数据集条目:
※

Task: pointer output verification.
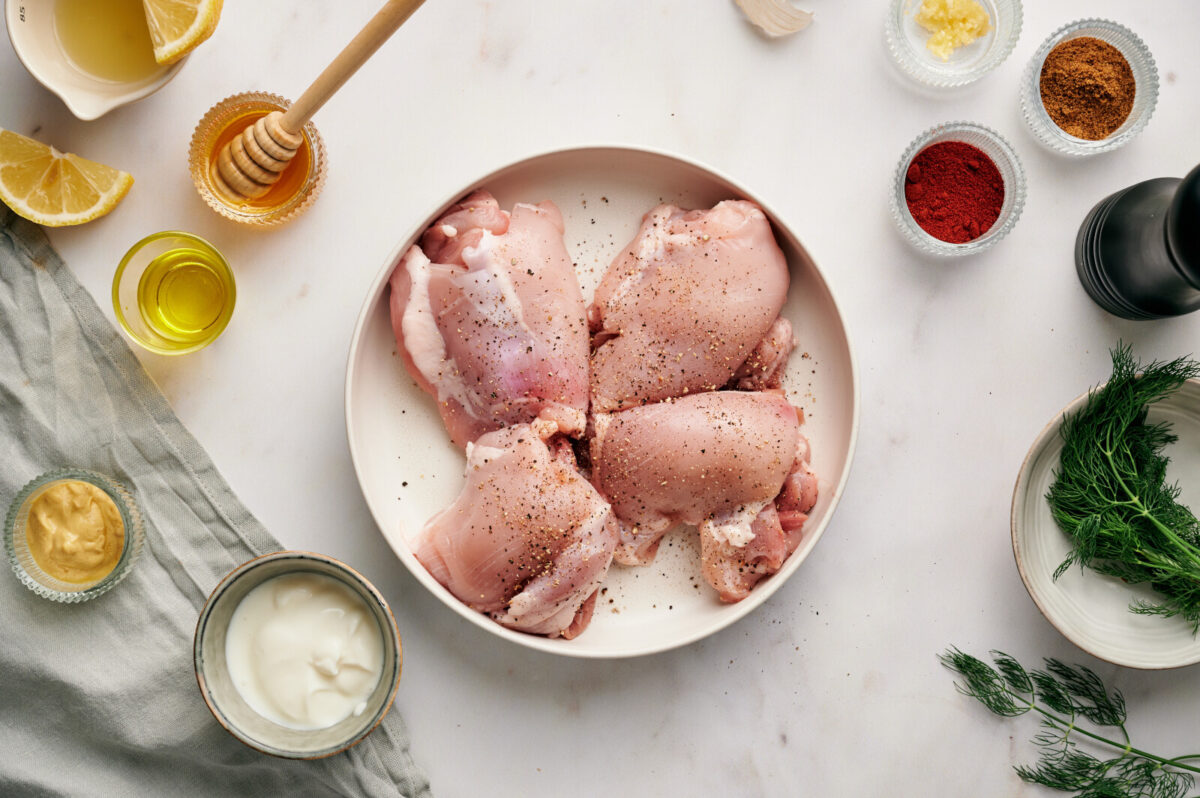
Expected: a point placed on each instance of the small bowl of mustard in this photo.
(72, 534)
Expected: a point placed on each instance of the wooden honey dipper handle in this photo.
(252, 162)
(361, 47)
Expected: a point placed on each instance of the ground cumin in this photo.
(1087, 88)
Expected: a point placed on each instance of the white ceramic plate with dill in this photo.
(1092, 610)
(409, 471)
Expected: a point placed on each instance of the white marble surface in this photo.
(832, 688)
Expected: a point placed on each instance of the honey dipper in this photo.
(250, 165)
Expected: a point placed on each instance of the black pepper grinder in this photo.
(1138, 251)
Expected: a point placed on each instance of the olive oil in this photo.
(106, 39)
(185, 298)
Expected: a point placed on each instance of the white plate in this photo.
(408, 468)
(1090, 609)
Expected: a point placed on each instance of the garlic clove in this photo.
(775, 17)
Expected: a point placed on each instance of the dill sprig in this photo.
(1065, 696)
(1110, 492)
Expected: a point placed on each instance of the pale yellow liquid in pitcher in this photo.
(106, 39)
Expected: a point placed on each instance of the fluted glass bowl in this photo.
(219, 126)
(996, 148)
(1145, 75)
(22, 558)
(906, 45)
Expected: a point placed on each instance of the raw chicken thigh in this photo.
(733, 570)
(732, 462)
(489, 318)
(528, 540)
(685, 304)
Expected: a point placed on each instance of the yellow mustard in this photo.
(75, 532)
(952, 24)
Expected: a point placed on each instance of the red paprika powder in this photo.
(954, 191)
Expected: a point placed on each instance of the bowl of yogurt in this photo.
(297, 655)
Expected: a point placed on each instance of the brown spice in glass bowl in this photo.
(1087, 88)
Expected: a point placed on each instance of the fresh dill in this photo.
(1065, 696)
(1110, 492)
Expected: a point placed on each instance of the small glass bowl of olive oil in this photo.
(173, 293)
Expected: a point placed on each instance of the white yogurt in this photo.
(304, 651)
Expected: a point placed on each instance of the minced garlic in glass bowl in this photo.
(952, 24)
(72, 534)
(972, 46)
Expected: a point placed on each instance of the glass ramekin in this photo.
(1005, 157)
(1145, 75)
(22, 558)
(906, 45)
(199, 162)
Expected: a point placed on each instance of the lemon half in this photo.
(57, 190)
(177, 27)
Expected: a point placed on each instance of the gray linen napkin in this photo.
(100, 699)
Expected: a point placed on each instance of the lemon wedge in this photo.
(178, 27)
(57, 190)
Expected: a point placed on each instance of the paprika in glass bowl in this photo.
(1061, 101)
(958, 189)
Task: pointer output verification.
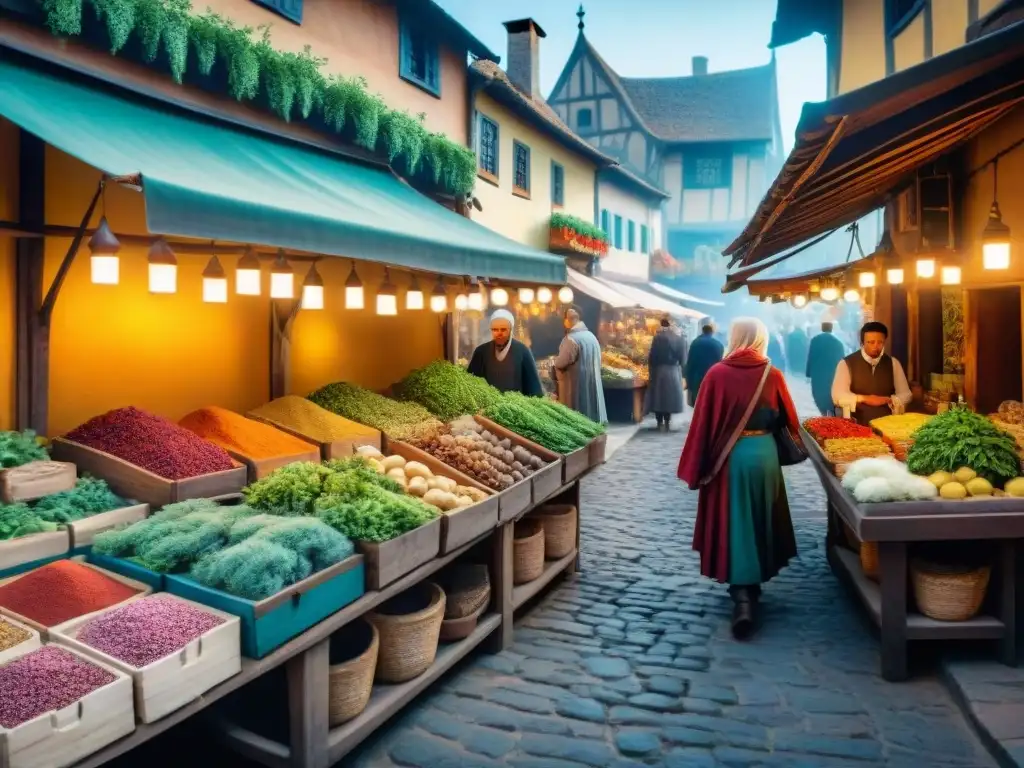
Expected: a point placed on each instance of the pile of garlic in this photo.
(417, 479)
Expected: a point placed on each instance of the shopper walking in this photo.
(741, 422)
(665, 364)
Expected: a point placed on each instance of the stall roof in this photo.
(853, 151)
(597, 290)
(680, 296)
(208, 180)
(645, 300)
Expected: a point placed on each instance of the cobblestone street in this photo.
(632, 663)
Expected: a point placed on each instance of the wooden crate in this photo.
(144, 486)
(268, 624)
(389, 561)
(30, 549)
(83, 531)
(26, 646)
(337, 450)
(36, 479)
(170, 683)
(462, 525)
(44, 632)
(543, 482)
(65, 736)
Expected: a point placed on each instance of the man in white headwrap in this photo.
(504, 363)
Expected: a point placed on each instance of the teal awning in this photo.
(210, 181)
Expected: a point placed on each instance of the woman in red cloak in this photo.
(743, 531)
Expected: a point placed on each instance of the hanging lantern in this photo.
(312, 290)
(354, 298)
(282, 278)
(163, 268)
(414, 296)
(247, 274)
(214, 283)
(103, 248)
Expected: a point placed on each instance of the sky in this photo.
(658, 38)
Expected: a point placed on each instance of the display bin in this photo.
(389, 561)
(144, 486)
(544, 482)
(127, 568)
(337, 450)
(26, 646)
(44, 632)
(64, 736)
(268, 624)
(170, 683)
(462, 525)
(27, 552)
(84, 531)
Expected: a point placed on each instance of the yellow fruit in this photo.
(1015, 486)
(952, 491)
(979, 486)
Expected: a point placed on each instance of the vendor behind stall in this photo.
(869, 383)
(504, 363)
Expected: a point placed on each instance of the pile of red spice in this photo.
(61, 591)
(152, 442)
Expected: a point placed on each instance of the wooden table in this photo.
(894, 525)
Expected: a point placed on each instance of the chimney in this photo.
(524, 55)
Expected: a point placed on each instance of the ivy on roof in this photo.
(168, 33)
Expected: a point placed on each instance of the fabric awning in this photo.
(680, 296)
(853, 151)
(644, 300)
(211, 181)
(597, 290)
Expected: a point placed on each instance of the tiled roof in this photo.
(498, 80)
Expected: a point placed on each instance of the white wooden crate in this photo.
(62, 737)
(170, 683)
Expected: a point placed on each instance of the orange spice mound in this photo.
(244, 436)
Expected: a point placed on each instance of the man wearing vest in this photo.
(869, 383)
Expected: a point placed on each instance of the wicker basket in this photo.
(467, 589)
(948, 593)
(410, 625)
(353, 658)
(527, 560)
(559, 521)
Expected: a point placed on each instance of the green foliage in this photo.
(963, 438)
(448, 390)
(579, 225)
(19, 448)
(292, 83)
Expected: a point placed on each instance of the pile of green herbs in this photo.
(293, 85)
(398, 420)
(89, 497)
(545, 422)
(960, 438)
(448, 390)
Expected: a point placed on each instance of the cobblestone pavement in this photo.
(631, 663)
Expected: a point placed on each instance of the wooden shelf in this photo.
(552, 568)
(919, 627)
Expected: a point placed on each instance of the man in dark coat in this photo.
(705, 352)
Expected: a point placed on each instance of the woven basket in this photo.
(559, 521)
(410, 625)
(527, 559)
(467, 588)
(353, 656)
(948, 593)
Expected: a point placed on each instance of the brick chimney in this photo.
(523, 64)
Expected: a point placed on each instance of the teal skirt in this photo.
(757, 497)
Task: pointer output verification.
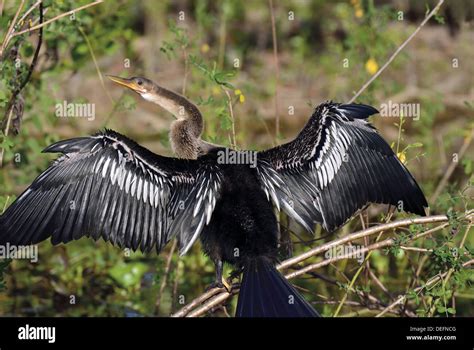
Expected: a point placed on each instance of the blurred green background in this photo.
(203, 49)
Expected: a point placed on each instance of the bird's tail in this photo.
(264, 292)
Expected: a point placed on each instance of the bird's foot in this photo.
(219, 284)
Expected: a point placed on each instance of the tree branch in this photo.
(217, 296)
(400, 48)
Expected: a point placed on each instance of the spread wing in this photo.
(108, 186)
(336, 166)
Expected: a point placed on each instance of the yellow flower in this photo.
(371, 66)
(402, 157)
(216, 91)
(239, 93)
(205, 48)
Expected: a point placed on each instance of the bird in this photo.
(186, 130)
(108, 186)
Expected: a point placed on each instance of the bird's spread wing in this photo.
(335, 167)
(108, 186)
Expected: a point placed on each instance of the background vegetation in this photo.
(220, 55)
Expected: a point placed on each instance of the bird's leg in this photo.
(220, 282)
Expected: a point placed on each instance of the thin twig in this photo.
(231, 112)
(216, 296)
(99, 73)
(452, 166)
(16, 92)
(165, 276)
(277, 68)
(29, 11)
(8, 36)
(431, 282)
(400, 48)
(57, 17)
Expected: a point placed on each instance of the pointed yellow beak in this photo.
(129, 83)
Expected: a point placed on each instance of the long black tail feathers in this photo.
(264, 292)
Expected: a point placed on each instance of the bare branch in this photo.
(400, 48)
(216, 296)
(57, 17)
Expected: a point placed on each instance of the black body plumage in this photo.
(108, 186)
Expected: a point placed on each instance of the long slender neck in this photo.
(186, 130)
(180, 107)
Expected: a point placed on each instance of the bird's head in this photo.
(140, 85)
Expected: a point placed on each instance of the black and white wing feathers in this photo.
(337, 165)
(109, 186)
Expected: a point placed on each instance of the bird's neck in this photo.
(180, 107)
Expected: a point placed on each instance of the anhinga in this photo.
(108, 186)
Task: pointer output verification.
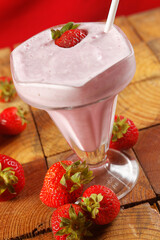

※

你的任务:
在上面的条目中找出所有包含单词“awning”的行，并把这些行原样抄录下来。匹配时区分大小写。

回答:
Expected: a point placed on each instance of the teal awning in this photo.
Expected: a point placed on each instance of the fabric awning in this photo.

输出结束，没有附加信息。